To do: Show each line of the records below where the word "dirt" occurs.

*** Block opens ***

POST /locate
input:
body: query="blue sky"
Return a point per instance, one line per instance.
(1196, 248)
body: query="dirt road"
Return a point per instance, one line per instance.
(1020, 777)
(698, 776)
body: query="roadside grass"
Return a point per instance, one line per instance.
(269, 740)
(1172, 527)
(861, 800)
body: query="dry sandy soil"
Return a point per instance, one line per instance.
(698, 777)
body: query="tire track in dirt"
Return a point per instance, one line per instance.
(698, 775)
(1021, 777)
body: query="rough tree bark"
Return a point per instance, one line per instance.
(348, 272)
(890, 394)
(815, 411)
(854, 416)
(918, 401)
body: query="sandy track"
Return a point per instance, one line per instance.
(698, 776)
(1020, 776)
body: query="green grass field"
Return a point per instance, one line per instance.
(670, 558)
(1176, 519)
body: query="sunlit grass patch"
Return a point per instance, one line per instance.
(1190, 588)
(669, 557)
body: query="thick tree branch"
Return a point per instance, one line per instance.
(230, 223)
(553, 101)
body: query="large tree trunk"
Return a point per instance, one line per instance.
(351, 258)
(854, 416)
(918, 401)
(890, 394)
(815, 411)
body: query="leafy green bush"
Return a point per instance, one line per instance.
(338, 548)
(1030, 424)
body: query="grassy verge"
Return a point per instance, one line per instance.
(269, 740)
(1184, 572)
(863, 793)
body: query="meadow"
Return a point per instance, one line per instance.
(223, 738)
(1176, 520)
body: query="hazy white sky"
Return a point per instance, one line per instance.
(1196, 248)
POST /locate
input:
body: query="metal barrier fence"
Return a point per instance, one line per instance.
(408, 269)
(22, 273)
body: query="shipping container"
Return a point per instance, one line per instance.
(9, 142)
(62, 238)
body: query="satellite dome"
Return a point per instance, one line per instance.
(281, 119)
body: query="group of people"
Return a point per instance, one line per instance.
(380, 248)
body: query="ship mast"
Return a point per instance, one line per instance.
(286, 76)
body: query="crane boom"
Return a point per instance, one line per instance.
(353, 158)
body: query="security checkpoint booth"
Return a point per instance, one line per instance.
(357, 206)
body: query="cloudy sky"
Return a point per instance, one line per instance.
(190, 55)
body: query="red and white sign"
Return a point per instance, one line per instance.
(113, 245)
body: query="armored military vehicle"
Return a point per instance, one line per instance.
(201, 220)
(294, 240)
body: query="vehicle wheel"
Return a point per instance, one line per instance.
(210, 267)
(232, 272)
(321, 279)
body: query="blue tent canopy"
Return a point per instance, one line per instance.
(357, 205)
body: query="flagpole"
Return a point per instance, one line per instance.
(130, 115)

*** Block closes ***

Result of the task:
body: query="dirt road"
body: query="tire track in dirt"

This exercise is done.